--- start ---

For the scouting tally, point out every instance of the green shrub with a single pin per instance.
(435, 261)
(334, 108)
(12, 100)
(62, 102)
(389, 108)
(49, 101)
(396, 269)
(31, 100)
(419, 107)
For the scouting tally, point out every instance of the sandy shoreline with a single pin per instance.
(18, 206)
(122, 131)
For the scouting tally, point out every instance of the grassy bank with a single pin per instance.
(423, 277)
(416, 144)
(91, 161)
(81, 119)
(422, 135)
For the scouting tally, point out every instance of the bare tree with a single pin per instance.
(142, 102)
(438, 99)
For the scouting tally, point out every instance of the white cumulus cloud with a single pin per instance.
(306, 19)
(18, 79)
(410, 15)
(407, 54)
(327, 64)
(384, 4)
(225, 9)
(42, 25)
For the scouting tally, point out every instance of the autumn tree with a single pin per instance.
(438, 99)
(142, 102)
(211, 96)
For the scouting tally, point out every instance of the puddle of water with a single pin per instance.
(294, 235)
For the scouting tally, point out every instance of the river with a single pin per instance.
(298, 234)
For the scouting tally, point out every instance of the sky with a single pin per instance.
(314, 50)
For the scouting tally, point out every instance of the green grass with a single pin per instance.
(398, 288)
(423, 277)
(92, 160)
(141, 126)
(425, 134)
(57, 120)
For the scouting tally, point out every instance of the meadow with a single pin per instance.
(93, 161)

--- end ---

## WHAT NEEDS TO BE DONE
Reproduce every one of the records above word for word, keeping their original order.

## TASK RESULT
For the scouting tally, point out every instance of the green shrub with a single pin per instance.
(435, 261)
(334, 108)
(12, 100)
(62, 102)
(389, 108)
(49, 101)
(396, 269)
(31, 100)
(419, 107)
For the scouting tally, point out every instance of the sandy shoreline with a single pin per instance.
(18, 206)
(122, 131)
For the scouting tally, point out every instance of the grassy bank with a single pin per instance.
(423, 277)
(416, 144)
(91, 161)
(81, 119)
(422, 135)
For the scouting tally, point out every instance of the bare tree with a single pin per instance.
(142, 102)
(438, 99)
For the scouting tally, point out every instance of the white cumulus cloud with a single pin per instance.
(306, 19)
(18, 79)
(410, 15)
(407, 54)
(327, 64)
(384, 4)
(225, 9)
(42, 25)
For the scouting tally, point out every instance of the autumn tree with a single pin per instance.
(438, 99)
(142, 102)
(211, 96)
For the scouting tally, point out every instance of the puddle of water with a single pin per instance.
(294, 235)
For the scouting tally, point out every instance of the river with a single pin per instance.
(298, 234)
For the scouting tally, point out every instance of the sky with a single pin per instance.
(314, 50)
For the scouting tally, point out every instance of the green grass with a single pin per instance.
(398, 288)
(423, 277)
(92, 160)
(141, 126)
(425, 134)
(57, 120)
For the scouting tally, point out every instance of the meadow with a single pin per instance.
(93, 161)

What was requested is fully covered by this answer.